Please return each line of the listing below as one string in a JSON list, skipping blank lines and leaving out the pictures.

_INFORMATION SUPPLIED_:
-- -- --

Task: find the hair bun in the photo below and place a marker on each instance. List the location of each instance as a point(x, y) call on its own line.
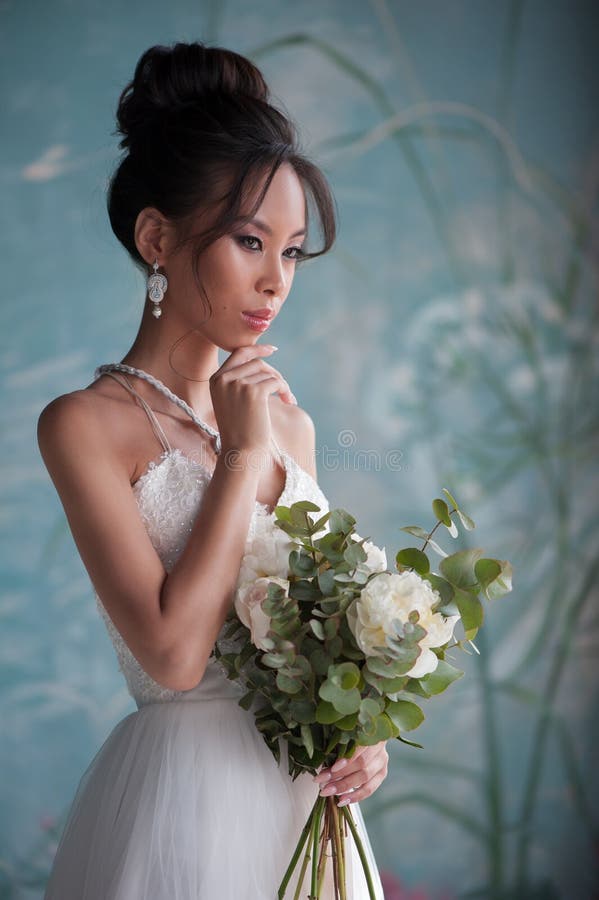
point(167, 79)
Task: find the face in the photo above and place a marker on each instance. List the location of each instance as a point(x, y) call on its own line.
point(249, 271)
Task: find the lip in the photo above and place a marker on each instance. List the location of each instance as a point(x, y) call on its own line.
point(257, 322)
point(263, 313)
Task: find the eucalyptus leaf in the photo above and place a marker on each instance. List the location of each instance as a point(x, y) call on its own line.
point(416, 530)
point(288, 685)
point(441, 511)
point(404, 714)
point(466, 521)
point(458, 568)
point(413, 557)
point(317, 628)
point(450, 497)
point(307, 740)
point(436, 682)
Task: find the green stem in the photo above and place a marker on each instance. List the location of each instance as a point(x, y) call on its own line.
point(304, 867)
point(296, 856)
point(346, 812)
point(318, 810)
point(339, 862)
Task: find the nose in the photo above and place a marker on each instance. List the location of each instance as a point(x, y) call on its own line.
point(273, 278)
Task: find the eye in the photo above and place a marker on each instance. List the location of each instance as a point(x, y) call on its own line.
point(298, 253)
point(246, 240)
point(248, 237)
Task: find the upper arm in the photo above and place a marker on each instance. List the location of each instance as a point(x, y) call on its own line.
point(103, 516)
point(302, 439)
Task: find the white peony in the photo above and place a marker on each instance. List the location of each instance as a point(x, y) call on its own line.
point(391, 596)
point(376, 559)
point(248, 606)
point(267, 553)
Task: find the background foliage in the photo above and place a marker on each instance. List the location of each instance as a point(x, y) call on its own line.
point(450, 339)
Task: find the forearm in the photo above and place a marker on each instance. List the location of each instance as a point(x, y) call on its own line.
point(196, 595)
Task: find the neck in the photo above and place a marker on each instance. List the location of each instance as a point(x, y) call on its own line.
point(184, 368)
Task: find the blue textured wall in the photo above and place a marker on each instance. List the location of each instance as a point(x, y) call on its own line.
point(454, 326)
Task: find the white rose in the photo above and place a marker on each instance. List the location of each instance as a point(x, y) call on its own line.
point(391, 596)
point(267, 553)
point(248, 606)
point(376, 558)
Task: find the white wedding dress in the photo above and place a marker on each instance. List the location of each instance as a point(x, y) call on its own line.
point(184, 800)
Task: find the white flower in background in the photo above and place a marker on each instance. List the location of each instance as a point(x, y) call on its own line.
point(376, 558)
point(392, 596)
point(248, 606)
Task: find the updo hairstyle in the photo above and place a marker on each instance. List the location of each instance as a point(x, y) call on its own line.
point(200, 133)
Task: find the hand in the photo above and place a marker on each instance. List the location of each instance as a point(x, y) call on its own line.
point(239, 390)
point(364, 772)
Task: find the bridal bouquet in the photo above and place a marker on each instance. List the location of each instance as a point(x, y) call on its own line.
point(335, 651)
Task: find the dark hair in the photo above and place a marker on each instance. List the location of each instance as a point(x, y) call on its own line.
point(200, 131)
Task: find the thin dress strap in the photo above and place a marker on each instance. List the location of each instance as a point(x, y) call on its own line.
point(156, 426)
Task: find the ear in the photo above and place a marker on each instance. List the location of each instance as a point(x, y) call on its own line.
point(153, 234)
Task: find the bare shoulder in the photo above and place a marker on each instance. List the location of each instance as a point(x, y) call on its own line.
point(72, 425)
point(296, 433)
point(68, 419)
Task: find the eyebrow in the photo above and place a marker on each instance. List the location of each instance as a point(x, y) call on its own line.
point(268, 230)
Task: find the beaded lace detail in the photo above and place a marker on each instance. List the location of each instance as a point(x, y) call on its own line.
point(169, 495)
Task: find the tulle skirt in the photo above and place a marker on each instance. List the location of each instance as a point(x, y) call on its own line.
point(184, 801)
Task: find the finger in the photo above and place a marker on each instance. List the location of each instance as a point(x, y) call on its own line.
point(265, 376)
point(245, 353)
point(360, 793)
point(353, 779)
point(348, 764)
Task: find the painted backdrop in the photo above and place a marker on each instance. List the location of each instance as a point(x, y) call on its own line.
point(450, 339)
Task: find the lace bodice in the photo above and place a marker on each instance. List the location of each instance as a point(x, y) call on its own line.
point(169, 495)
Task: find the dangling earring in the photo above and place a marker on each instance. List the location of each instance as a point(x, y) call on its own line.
point(157, 285)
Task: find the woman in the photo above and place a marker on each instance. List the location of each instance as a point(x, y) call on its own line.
point(184, 799)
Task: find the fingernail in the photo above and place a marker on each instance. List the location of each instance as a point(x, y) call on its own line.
point(328, 790)
point(322, 778)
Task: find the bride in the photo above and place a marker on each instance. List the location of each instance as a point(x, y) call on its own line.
point(165, 464)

-- -- --

_THE REPLY_:
[
  "Task: find the hair bun in the photo below and place a marker on each instance. List the location of each instance as a point(x, y) call on its own line.",
  "point(167, 79)",
  "Task: find the face in the photo above and place a marker on each instance. List the location of each instance as a point(x, y) call on its own line.",
  "point(249, 271)",
  "Task: find the lip in the photo above and place a marker on each instance. List the location of each instance as a point(x, y) call on its own line.",
  "point(257, 322)",
  "point(263, 313)",
  "Task: find the eucalyptus leaf in the photo above and place a marker on each instance. List the location of each instance as a point(x, y) call on its own line.",
  "point(416, 530)",
  "point(288, 685)",
  "point(441, 511)",
  "point(404, 714)",
  "point(466, 521)",
  "point(458, 568)",
  "point(413, 557)",
  "point(317, 628)",
  "point(450, 497)",
  "point(307, 740)",
  "point(436, 682)",
  "Task: find the green stem in the photo above and place a marker on each instance. List the location of each instance as a point(x, y) call on its own line.",
  "point(304, 867)",
  "point(296, 856)",
  "point(346, 812)",
  "point(318, 810)",
  "point(339, 862)",
  "Task: find the nose in the photo above and place a marker on each instance. List the location of each instance as a point(x, y) call on its own line.",
  "point(273, 278)",
  "Task: find the eye in the photo above and place a marker on each instance. List the location of each instance as a point(x, y) call on its own line.",
  "point(298, 253)",
  "point(246, 240)",
  "point(248, 237)",
  "Task: find the upper arm in the photo above and place a marker on each instance. List the location of each instance as a point(x, y) call on its own line.",
  "point(103, 516)",
  "point(302, 439)",
  "Task: find the white peony in the photo above and place a marker on each instance. List the location of each instance as a point(x, y) call on its own line.",
  "point(391, 596)",
  "point(376, 559)",
  "point(248, 606)",
  "point(267, 553)",
  "Task: find the background foliage in the photo above and place a marker on each instance. List the location of each instance as a point(x, y) call on its own line.",
  "point(450, 339)",
  "Task: find the forearm in the photo above and place a marker on each instance. List the location of each instance as a point(x, y) call on its own line.",
  "point(196, 595)",
  "Task: find the neck in the photo above and place a marker on each instance. List the location of each instance as a point(x, y) call on its own line.",
  "point(184, 368)",
  "Task: find the blue textured wall in the photo above and place a marker on each instance. List the location of each instance as a point(x, y) call on its own line.",
  "point(454, 326)",
  "Task: find the white rose in the photo above and place a marker on each instance. List the location of each instance as a point(x, y) call on its own line.",
  "point(391, 596)",
  "point(267, 553)",
  "point(248, 606)",
  "point(376, 558)",
  "Task: find the white wedding dress in the photo above and place a marker on each instance. List the location of each instance as a point(x, y) call on its own line.",
  "point(184, 800)",
  "Task: find the white flower in background in the photo above and place a marker on each instance. List the location of each instance as a point(x, y) call on its own line.",
  "point(376, 558)",
  "point(392, 596)",
  "point(248, 606)",
  "Task: find the updo hairstyle in the photo above and place a marker on each instance. List the location of each instance as a point(x, y) call on its own line.",
  "point(200, 133)",
  "Task: find the hand in the photo above and place a marker on each instance. List the location of each instance as a point(x, y) call on its own line.",
  "point(239, 390)",
  "point(364, 772)",
  "Task: find the bridal bouquet in the photo above and place a marker on each instance. List the location of each instance as a point(x, y) call on its own line.",
  "point(335, 651)",
  "Task: find the dark hair in the photo above and place a marker on each instance. List the location of each instance as a point(x, y) call on its own line.",
  "point(200, 131)",
  "Task: find the thin dress strap in the photo above and place a marker on each instance. List the location of each instance as a point(x, y) call on its own line.",
  "point(156, 426)",
  "Task: find the ear in the photo above and place a marker on each instance. List the location of each instance as a point(x, y) call on its own line.",
  "point(153, 234)",
  "Task: find the bare shoulder in the photo above and place a marker on each instance. List the location of each instance as a point(x, y) call on its own line.",
  "point(72, 425)",
  "point(296, 433)",
  "point(68, 419)",
  "Task: find the eyebrow in the photo above and place a marker on each instance. List the location of each instance as a point(x, y) call on its own line.",
  "point(268, 230)",
  "Task: find the beaded lace detail in the photo above and place a marker on each instance. List the location of each instance as a point(x, y) call on its own line.",
  "point(169, 495)",
  "Task: find the tulle skirt in the photo above and place a marker on each instance. List the location of each instance as a point(x, y) call on its own line.",
  "point(184, 801)",
  "Task: find the finger in the photo above and place a marker on each instance. List the location of each instance as a point(x, y) call on its own line.",
  "point(265, 376)",
  "point(245, 353)",
  "point(360, 793)",
  "point(353, 779)",
  "point(348, 764)",
  "Task: find the painted backdrop in the photo above and place a marker on each instance. List the location of each instance as a point(x, y) call on its own line.",
  "point(450, 339)",
  "Task: find the lace bodice in the photo above and place a marker on each instance. List the location of each instance as a point(x, y) call on its own line.",
  "point(169, 495)",
  "Task: find the dangling earring in the photo above and place a marker on each instance. List the location of each instance as a point(x, y) call on its own line.",
  "point(157, 285)",
  "Task: find the woman in the photo above and place a marker on each instance. List the location of each instance as a point(x, y) call on its own line.",
  "point(184, 799)",
  "Task: find the fingernail in the photo above and place a marker on each instance. List the location of each instance as a point(x, y) call on its own line.",
  "point(328, 790)",
  "point(322, 778)",
  "Task: find the bride in the photo above and place a marker on each instance. List the location of each instance as a point(x, y) call on its own line.",
  "point(165, 464)"
]